- _Stated exercise a_: According to the passage on AI and privacy, since when has the GDPR been in force?

- _Excerpted text_:
Algorithms are designed to capture and use personal data, considering all dimensions of available information. The point of ML is not just to deliver actionable intelligence through AI development—it is to create a personal experience for a targeted individual, both replicating and influencing user preferences. According to CoreiBytes, “personalization” is part of the software development process; algorithms are designed to analyze user data individually. ML development focuses on repetitive behaviors and thereby personalizes outcomes. The need to access and use this truly personalized data is what sets AI on a collision course with privacy.
The privacy concerns with AI’s development are not new, but until recently laws did little to prohibit or regulate how AI could use data. The European Union’s General Data Protection Regulation (GDPR), in force since late May 2018, changed this legal landscape. This law regulates the use of EU personal data and restricts the export of covered data outside the EU. As other countries consider changes to their privacy laws to align with the GDPR, AI developers may confront further restrictions on the ways they can lawfully use data. A January 2018 report from Datatilsynet, the Norwegian data protection authority, indicated that developers were adopting AI in a “relatively restrictive manner,” corresponding well to the GDPR’s principle of data minimization. The report simultaneously described the problematic nature of AI’s personal data use, finding, “if people cannot trust that information about them is being handled properly, it may limit their willingness to share information,” which could present challenges to freedom of speech, public trust in authorities, and the commercial use of personal data across industry sectors.

- _Stated exercise b_: Reproduce the listing verbatim, from its first line down to the line containing "[1297,345,1312,498]", with both of those lines included.

- _Dataset entries_:
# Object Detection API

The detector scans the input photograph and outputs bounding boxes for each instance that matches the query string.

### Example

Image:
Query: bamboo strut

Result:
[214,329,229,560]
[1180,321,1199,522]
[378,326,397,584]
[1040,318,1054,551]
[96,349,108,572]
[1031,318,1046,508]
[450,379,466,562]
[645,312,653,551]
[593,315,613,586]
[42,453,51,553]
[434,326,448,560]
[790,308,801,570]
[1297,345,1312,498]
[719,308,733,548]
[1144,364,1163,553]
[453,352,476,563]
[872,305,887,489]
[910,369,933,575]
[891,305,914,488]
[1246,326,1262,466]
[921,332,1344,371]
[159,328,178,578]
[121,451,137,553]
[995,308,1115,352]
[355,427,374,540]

- _Full answer a_: Since late May 2018.

- _Full answer b_:
# Object Detection API

The detector scans the input photograph and outputs bounding boxes for each instance that matches the query string.

### Example

Image:
Query: bamboo strut

Result:
[214,329,229,560]
[1180,321,1199,522]
[378,326,397,584]
[1040,318,1054,551]
[96,349,108,572]
[1031,318,1046,508]
[450,379,466,562]
[645,312,653,551]
[593,315,613,586]
[42,453,51,553]
[434,326,448,560]
[790,308,801,570]
[1297,345,1312,498]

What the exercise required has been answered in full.